Task details:
From the records below, pull out every line that contains the string "bulldozer", matching case exactly.

Provided information:
* Begin *
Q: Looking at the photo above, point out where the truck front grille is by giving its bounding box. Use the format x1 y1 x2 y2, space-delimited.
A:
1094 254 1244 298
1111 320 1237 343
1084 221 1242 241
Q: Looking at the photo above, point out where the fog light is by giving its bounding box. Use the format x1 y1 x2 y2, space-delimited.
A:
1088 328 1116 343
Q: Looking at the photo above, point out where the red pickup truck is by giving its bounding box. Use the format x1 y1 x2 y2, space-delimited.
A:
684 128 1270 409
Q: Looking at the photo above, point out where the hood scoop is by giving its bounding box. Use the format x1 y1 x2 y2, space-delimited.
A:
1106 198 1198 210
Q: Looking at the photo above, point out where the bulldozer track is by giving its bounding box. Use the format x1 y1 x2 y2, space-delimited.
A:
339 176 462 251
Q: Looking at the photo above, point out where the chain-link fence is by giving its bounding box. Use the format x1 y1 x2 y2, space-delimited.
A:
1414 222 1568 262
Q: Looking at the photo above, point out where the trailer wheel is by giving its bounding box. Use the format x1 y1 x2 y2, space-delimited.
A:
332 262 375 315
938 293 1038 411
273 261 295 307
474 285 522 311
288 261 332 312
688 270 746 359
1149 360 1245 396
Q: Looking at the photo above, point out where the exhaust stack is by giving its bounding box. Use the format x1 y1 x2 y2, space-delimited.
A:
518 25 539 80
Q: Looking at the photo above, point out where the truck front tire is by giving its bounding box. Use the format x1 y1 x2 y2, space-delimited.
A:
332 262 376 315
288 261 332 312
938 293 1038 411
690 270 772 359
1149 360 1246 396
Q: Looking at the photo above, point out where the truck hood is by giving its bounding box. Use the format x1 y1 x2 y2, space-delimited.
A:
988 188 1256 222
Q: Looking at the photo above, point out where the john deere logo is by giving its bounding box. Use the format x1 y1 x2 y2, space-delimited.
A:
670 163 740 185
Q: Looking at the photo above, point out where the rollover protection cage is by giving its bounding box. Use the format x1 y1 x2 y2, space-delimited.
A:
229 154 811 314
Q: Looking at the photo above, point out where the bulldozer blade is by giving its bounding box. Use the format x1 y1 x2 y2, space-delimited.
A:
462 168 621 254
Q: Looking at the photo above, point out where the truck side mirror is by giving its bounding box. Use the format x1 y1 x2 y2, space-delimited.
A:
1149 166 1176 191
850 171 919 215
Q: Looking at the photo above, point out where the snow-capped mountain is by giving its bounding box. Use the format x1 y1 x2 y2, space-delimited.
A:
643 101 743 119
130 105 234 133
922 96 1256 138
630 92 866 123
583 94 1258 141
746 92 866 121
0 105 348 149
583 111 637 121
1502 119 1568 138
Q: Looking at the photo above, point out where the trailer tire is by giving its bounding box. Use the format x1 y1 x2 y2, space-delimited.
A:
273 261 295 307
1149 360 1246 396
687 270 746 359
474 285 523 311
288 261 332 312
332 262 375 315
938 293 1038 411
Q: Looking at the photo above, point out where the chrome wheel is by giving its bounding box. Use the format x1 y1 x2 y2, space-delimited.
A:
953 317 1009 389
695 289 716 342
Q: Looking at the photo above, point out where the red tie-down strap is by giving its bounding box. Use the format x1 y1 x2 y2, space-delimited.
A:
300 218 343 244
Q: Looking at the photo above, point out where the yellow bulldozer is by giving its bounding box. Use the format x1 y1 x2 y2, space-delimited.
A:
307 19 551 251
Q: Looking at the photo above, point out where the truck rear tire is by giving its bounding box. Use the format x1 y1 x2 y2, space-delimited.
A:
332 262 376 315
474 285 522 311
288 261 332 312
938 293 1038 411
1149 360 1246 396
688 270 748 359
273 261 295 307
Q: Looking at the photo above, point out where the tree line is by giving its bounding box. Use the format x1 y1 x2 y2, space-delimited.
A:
* End *
Response:
Q: Looking at the photo above, point out where the bulldozer track is by giving its bounding box. Use the format x1 y1 x2 y2, space-delimited.
Q: Looking at the photo above, point out where the bulldozer blade is by giving its bounding box. Use the format x1 y1 x2 y2, space-delimited.
Q: Looking at the photo above, point out where the yellow bulldozer is by giving its bounding box. Use the format x1 y1 x2 y2, space-delimited.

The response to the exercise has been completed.